*** TEXT SEGMENT

Planting Memorial Trees

Planting Memorial trees is one of the best ways to remember loved ones after they’ve passed away. Memorial trees are different from Legacy trees (planted when a child is born) in that the cremated remains (aka “cremains) of people or pets are often introduced into the soil beneath the Memorial tree. Rather than a cold stone marker, those in mourning can take comfort that their loved one will live on through the life and vitality of the tree.

Living Memorials have become very popular in the past decade. Besides the prohibitive cost of a traditional funeral and burial, there are environmental concerns as well. The formaldehyde is used to preserve a body is bio-residual – meaning it doesn’t break down easily – and ultimately ends up in groundwater. There are chemicals used in the construction materials of caskets that are also not environmentally friendly. A burial site takes up a large piece of real estate, only to be marked by a small stone.

******

TO DO =
[a] Output the stretch of the memorial trees text from "Planting Memorial trees is" through "of the tree.", word for word.
[b] Please pick up the memorial trees text right after its final sentence and continue writing it.

*** EXTRACTED ENTRIES

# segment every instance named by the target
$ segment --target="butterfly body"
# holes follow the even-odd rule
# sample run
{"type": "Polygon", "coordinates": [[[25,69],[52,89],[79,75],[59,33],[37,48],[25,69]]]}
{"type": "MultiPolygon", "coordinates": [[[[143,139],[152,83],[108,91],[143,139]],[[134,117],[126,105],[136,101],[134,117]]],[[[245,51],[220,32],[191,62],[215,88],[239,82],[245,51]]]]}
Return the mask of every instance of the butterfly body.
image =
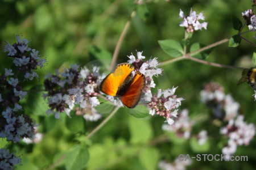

******

TASK RESULTS =
[a]
Planting Memorial trees is one of the best ways to remember loved ones after they’ve passed away. Memorial trees are different from Legacy trees (planted when a child is born) in that the cremated remains (aka “cremains) of people or pets are often introduced into the soil beneath the Memorial tree. Rather than a cold stone marker, those in mourning can take comfort that their loved one will live on through the life and vitality of the tree.

[b]
For these reasons, folks who are environmentally-conscious have opted for cremation and living memorials that benefit the environment instead. Planting Memorial trees can be as simple as a small gathering of friends and family, to a more traditional funeral or celebration of life service.

There is one concern when planting Memorial trees with cremains: the high concentration of sodium and high pH in the ash can potentially stunt the growth or even kill a young tree. One company, The Living Urn – has created an entire system for safely planting the cremated remains underneath a memorial tree of your choice in an environmentally-friendly Bio Urn. They also have a network of cemeteries and parks that are registered “Memory Forests” where memorial trees can be registered as grave markers and cared for by the park department, ensuring that the tree will stay healthy.

If you’d like more information about this wonderful alternative to a traditional funeral service and burial, visit .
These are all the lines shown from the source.